MATERIAL TO PROCESS —
──────────────────────────────

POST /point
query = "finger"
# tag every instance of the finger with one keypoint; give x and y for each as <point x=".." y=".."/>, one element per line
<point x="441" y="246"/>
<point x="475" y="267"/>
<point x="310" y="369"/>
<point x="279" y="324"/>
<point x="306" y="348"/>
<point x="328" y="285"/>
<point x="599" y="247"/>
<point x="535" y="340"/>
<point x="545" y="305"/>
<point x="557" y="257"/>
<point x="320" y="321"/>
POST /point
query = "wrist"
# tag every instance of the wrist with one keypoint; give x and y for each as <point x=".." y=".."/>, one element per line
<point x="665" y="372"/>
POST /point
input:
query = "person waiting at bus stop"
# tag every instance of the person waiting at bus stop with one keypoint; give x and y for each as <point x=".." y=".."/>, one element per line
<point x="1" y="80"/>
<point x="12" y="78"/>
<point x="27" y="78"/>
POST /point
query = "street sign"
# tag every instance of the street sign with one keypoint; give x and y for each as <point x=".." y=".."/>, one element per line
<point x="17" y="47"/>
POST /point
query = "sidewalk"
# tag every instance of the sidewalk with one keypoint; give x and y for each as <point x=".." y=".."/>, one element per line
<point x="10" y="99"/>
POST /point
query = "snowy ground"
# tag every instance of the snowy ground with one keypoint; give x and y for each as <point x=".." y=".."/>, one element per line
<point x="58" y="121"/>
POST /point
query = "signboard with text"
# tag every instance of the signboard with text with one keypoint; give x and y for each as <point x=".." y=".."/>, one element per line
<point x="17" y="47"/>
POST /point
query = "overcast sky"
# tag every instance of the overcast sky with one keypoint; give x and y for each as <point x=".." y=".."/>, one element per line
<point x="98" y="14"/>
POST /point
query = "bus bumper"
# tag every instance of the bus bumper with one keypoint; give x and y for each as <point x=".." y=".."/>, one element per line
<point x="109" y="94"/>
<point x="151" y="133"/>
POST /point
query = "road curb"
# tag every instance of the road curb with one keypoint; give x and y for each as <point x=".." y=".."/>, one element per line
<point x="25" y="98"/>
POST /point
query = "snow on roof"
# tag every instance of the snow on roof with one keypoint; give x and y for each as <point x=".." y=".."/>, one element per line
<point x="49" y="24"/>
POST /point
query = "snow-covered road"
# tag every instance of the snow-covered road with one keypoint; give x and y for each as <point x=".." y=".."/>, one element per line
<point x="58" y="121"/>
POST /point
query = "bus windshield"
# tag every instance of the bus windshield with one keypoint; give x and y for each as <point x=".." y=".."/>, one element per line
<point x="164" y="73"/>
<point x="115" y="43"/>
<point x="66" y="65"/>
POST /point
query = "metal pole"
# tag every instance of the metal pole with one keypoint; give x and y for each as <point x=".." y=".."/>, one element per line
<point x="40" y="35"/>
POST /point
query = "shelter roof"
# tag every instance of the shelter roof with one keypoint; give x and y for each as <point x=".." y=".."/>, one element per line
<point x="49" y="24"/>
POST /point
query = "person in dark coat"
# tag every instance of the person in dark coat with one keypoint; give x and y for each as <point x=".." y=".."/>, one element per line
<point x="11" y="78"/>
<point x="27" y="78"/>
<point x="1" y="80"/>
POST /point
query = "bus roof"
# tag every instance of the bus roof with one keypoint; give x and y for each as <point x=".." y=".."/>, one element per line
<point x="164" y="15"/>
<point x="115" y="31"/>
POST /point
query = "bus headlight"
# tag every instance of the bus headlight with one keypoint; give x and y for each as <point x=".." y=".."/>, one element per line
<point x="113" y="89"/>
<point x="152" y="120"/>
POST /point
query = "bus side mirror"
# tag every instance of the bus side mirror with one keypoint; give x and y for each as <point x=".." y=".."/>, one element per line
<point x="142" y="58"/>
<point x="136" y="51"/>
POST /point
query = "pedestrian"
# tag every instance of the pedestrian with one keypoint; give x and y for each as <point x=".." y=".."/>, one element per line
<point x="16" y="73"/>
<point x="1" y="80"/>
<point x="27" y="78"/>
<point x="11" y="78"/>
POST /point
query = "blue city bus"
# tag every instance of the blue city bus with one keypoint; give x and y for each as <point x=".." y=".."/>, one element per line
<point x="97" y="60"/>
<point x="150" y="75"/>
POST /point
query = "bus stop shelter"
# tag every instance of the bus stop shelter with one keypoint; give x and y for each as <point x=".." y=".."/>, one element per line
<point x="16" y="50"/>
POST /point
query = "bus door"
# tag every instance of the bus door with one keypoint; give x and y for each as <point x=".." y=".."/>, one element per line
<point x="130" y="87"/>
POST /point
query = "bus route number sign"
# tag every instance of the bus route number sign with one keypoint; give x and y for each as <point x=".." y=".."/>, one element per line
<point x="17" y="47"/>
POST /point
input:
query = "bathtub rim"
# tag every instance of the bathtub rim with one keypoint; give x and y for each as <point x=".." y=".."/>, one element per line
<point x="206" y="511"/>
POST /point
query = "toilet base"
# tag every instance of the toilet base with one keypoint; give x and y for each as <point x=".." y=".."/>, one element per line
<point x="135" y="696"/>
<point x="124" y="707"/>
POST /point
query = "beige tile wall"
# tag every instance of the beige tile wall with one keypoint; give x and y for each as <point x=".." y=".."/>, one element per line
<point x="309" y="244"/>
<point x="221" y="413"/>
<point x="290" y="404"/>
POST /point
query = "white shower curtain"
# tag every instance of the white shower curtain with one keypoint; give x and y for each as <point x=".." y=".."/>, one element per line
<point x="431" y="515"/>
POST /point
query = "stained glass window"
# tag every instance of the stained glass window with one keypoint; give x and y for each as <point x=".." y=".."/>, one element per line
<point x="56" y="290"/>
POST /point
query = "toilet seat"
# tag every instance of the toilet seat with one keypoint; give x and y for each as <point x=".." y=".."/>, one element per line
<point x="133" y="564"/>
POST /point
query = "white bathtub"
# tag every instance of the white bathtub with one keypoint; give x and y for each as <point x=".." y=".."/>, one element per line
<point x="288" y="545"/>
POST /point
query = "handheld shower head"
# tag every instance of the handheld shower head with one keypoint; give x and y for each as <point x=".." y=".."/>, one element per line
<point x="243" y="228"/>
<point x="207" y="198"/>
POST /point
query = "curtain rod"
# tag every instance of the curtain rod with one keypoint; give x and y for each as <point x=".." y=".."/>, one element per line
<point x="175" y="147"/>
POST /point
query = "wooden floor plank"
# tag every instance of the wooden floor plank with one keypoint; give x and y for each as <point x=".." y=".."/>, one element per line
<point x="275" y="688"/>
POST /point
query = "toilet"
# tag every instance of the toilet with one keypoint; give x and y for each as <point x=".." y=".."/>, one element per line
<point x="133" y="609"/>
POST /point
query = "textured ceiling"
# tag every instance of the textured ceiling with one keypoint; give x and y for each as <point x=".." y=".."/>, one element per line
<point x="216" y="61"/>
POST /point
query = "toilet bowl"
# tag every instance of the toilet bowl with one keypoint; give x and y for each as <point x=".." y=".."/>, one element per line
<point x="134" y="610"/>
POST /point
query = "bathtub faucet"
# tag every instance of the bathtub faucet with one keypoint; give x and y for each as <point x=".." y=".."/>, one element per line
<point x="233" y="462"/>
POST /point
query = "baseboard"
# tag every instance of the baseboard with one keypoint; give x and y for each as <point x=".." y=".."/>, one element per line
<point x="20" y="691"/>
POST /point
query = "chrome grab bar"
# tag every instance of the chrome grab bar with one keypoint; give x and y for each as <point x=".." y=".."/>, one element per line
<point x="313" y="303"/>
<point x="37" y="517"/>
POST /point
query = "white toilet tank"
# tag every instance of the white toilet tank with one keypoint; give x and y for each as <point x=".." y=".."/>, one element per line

──────────────────────────────

GOAL OF THE EXERCISE — Each line shown above needs to be transcribed exactly.

OUTPUT OF THE TASK —
POST /point
query = "finger"
# tag every instance of the finger with one keypoint; give x and y for each as <point x=".." y=".."/>, one element per line
<point x="441" y="246"/>
<point x="475" y="267"/>
<point x="310" y="369"/>
<point x="279" y="324"/>
<point x="306" y="348"/>
<point x="328" y="285"/>
<point x="599" y="247"/>
<point x="535" y="340"/>
<point x="545" y="305"/>
<point x="557" y="257"/>
<point x="320" y="321"/>
POST /point
query = "wrist"
# tag every instance of the wrist with one keypoint; give x and y for each as <point x=".." y=".."/>, one element per line
<point x="665" y="372"/>
POST /point
input:
query = "person waiting at bus stop"
# tag every instance of the person waiting at bus stop with one keypoint; give x and y for each as <point x=".." y=".."/>, one element per line
<point x="1" y="80"/>
<point x="12" y="78"/>
<point x="27" y="78"/>
POST /point
query = "street sign"
# tag every instance of the street sign with one keypoint; give x and y for each as <point x=".." y=".."/>, one element per line
<point x="17" y="47"/>
POST /point
query = "sidewalk"
# tag every instance of the sidewalk with one keypoint; give x and y for each as <point x=".." y=".."/>, one element per line
<point x="10" y="99"/>
POST /point
query = "snowy ground"
# tag every instance of the snowy ground with one keypoint; give x and y for each as <point x=".." y=".."/>, one element per line
<point x="58" y="121"/>
POST /point
query = "signboard with text"
# tag every instance of the signboard with text with one keypoint; give x and y for each as <point x=".." y=".."/>, one element per line
<point x="17" y="47"/>
POST /point
query = "overcast sky"
# tag every instance of the overcast sky with one keypoint; give x and y for each as <point x=".." y=".."/>, one element per line
<point x="98" y="14"/>
POST /point
query = "bus bumper"
# tag every instance of the bus bumper with one keypoint; give x and y for each as <point x=".." y=".."/>, one element per line
<point x="109" y="94"/>
<point x="151" y="133"/>
POST /point
query = "road curb"
# tag every instance of the road curb with one keypoint; give x and y for each as <point x=".." y=".."/>, one element per line
<point x="25" y="98"/>
POST /point
query = "snow on roof"
# tag every instance of the snow on roof with one keypoint; give x and y for each as <point x=".." y=".."/>, one element per line
<point x="49" y="24"/>
POST /point
query = "snow-covered road"
# tag every instance of the snow-covered road with one keypoint; give x and y for each as <point x=".." y=".."/>, one element per line
<point x="58" y="121"/>
POST /point
query = "bus windshield"
# tag every instance of the bus windshield with one keypoint; give x and y for each as <point x=".." y=".."/>, one element per line
<point x="164" y="73"/>
<point x="115" y="43"/>
<point x="66" y="65"/>
POST /point
query = "metal pole"
# tag every instance of the metal pole with one keypoint; give x and y for each as <point x=".." y=".."/>, one element per line
<point x="40" y="35"/>
POST /point
query = "shelter roof"
# tag every instance of the shelter roof with one keypoint; give x and y for each as <point x=".." y=".."/>, one element per line
<point x="49" y="24"/>
POST /point
query = "person in dark coat"
# tag every instance of the person in dark coat with one keypoint; give x and y for each as <point x=".." y=".."/>, one element per line
<point x="11" y="78"/>
<point x="27" y="78"/>
<point x="1" y="80"/>
POST /point
query = "bus roof"
# tag every instance of the bus roof with one keypoint; give x and y for each as <point x=".." y=".."/>, one element per line
<point x="164" y="15"/>
<point x="115" y="31"/>
POST /point
query = "bus headlight"
# tag every instance of the bus headlight with one keypoint; give x and y for each as <point x=".." y=".."/>, one element per line
<point x="113" y="89"/>
<point x="152" y="120"/>
POST /point
query = "bus side mirror"
# tag every instance of the bus side mirror with one keypoint; give x and y for each as <point x=".." y=".."/>, one element per line
<point x="142" y="58"/>
<point x="136" y="51"/>
POST /point
query = "pedestrian"
# tag every instance of the pedestrian with one keypoint; give x and y for each as <point x=".." y=".."/>, one element per line
<point x="16" y="73"/>
<point x="1" y="80"/>
<point x="27" y="78"/>
<point x="11" y="78"/>
POST /point
query = "blue city bus"
# tag every instance of the blue city bus with one keypoint; give x and y for each as <point x=".." y=".."/>, one element per line
<point x="97" y="60"/>
<point x="150" y="75"/>
POST /point
query = "bus stop shelter"
# tag every instance of the bus stop shelter with one keypoint; give x and y for each as <point x=".." y=".."/>, one element per line
<point x="16" y="50"/>
POST /point
query = "bus door"
# tag every instance of the bus door with one keypoint; give x and y for each as <point x=".." y=".."/>, one element per line
<point x="130" y="87"/>
POST /point
query = "bus route number sign"
# tag every instance of the bus route number sign with one keypoint; give x and y for each as <point x=".." y=".."/>, one element per line
<point x="17" y="47"/>
POST /point
input:
query = "bathtub rim"
# tag every instance of the bathtub rim with one keypoint; give x and y for each as <point x=".." y=".."/>, one element per line
<point x="206" y="511"/>
POST /point
query = "toilet base"
# tag every instance of the toilet base with one keypoint; give x and y for each as <point x=".." y=".."/>, one element per line
<point x="135" y="696"/>
<point x="124" y="707"/>
POST /point
query = "beige tile wall"
# tag every instance of the beige tile wall with one keypoint; give x and y for each as <point x=".." y=".."/>, one element per line
<point x="309" y="244"/>
<point x="221" y="413"/>
<point x="290" y="404"/>
POST /point
query = "white shower curtain"
# tag every instance of the white shower curtain with one keypoint; give x and y for each as <point x=".." y=".."/>, one element per line
<point x="431" y="515"/>
POST /point
query = "stained glass window"
# tag every instance of the stained glass window with one keypoint; give x and y for each as <point x=".." y=".."/>, one element per line
<point x="56" y="290"/>
POST /point
query = "toilet seat"
# tag every instance of the toilet seat with one keypoint; give x and y for each as <point x=".." y=".."/>, one element per line
<point x="133" y="564"/>
POST /point
query = "white bathtub"
# tag every instance of the white bathtub with one keypoint; give x and y for each as <point x=".." y=".."/>, one element per line
<point x="288" y="545"/>
POST /point
query = "handheld shower head"
# tag every instance of the handheld shower head with one keypoint; give x and y for each as <point x=".." y=".."/>, one element per line
<point x="243" y="228"/>
<point x="207" y="198"/>
POST /point
query = "curtain rod"
# tag every instance of the curtain rod with one keypoint; give x and y for each as <point x=".." y=".."/>, one element per line
<point x="175" y="147"/>
POST /point
query = "wooden floor plank"
# tag every instance of the wooden floor plank with one keypoint; give x and y for each as <point x=".." y=".."/>, one element per line
<point x="275" y="688"/>
POST /point
query = "toilet"
# tag every instance of the toilet with one keypoint; give x and y for each as <point x=".." y=".."/>, one element per line
<point x="133" y="609"/>
POST /point
query = "textured ceiling"
# tag every instance of the textured ceiling with one keypoint; give x and y for each as <point x=".." y=".."/>, one element per line
<point x="216" y="61"/>
POST /point
query = "toilet bowl"
# tag every instance of the toilet bowl with one keypoint; give x and y for each as <point x=".." y=".."/>, one element per line
<point x="134" y="610"/>
POST /point
query = "bathtub faucet"
# tag every instance of the bathtub faucet with one keypoint; give x and y for each as <point x=".." y=".."/>, one element per line
<point x="233" y="462"/>
POST /point
query = "baseboard"
# tag every instance of the baseboard with one keypoint; give x and y for each as <point x=".." y=".."/>, one element per line
<point x="20" y="691"/>
POST /point
query = "chrome grab bar"
# tag every instance of the chrome grab bar with one keypoint; give x and y for each as <point x=".." y=".."/>, one element per line
<point x="313" y="303"/>
<point x="37" y="517"/>
POST /point
query = "white toilet tank"
# tag every instance of the white toilet tank with one keypoint; give x and y for each as <point x=".." y=".."/>, one element per line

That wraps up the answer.